Entries from a point annotation set
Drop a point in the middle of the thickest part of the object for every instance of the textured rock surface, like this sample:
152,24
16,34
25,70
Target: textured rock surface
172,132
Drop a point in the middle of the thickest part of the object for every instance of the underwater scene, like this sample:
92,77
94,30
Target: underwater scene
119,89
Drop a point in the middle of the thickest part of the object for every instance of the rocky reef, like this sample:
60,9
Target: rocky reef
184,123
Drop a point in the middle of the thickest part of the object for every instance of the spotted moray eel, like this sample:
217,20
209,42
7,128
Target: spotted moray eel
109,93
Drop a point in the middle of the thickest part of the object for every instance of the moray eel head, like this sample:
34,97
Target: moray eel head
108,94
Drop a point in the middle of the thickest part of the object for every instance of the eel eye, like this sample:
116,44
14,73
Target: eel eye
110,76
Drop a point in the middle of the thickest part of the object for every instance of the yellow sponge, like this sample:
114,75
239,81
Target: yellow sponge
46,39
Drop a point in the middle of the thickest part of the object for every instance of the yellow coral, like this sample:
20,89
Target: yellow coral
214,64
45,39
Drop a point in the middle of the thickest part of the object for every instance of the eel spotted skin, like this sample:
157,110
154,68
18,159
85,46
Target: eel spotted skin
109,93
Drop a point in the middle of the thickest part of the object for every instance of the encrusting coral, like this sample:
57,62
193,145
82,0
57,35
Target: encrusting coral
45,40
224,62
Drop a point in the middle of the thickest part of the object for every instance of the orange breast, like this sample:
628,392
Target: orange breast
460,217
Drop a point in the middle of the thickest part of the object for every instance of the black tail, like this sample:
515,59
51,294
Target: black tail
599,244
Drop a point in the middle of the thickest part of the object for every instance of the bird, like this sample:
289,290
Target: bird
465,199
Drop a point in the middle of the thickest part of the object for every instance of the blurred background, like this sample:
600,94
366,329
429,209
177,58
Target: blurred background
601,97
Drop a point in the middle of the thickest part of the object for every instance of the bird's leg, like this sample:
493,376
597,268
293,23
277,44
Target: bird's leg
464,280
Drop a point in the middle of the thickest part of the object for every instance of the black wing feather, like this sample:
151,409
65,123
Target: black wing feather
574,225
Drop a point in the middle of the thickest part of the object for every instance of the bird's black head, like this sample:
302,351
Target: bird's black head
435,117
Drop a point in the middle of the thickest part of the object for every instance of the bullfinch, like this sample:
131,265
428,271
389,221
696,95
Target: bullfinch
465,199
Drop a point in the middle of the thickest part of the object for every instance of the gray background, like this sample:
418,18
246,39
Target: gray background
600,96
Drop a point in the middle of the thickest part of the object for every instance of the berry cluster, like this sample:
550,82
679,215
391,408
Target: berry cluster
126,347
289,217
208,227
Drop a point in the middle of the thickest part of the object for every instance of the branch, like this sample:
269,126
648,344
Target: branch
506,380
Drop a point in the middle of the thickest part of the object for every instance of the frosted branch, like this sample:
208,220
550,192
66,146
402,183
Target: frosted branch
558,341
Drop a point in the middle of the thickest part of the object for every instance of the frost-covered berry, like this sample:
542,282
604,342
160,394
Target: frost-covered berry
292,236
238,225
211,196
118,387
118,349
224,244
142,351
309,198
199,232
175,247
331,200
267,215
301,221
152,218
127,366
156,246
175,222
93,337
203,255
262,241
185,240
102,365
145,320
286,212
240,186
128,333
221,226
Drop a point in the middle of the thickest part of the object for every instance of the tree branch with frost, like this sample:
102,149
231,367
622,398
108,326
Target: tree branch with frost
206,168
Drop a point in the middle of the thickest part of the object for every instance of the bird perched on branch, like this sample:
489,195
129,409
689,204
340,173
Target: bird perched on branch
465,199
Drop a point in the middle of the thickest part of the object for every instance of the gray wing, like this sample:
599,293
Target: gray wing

REQUIREMENT: Return the line that contains "of the tree" along with every line after it through the end of the entries, exactly, adding nothing.

WRITTEN SOLUTION:
Drop a point in the middle of the thickest part of the object for every instance of the tree branch with frost, like this sample:
102,149
231,367
622,398
108,326
Target: tree branch with frost
206,168
Drop a point in the middle of the thickest part of the object for every instance of the bird perched on branch, like this sample:
489,195
129,409
689,204
340,173
Target: bird perched on branch
465,199
Drop a point in the middle of the thickest part of the object for every instance of the gray wing, like this sample:
599,293
Target: gray wing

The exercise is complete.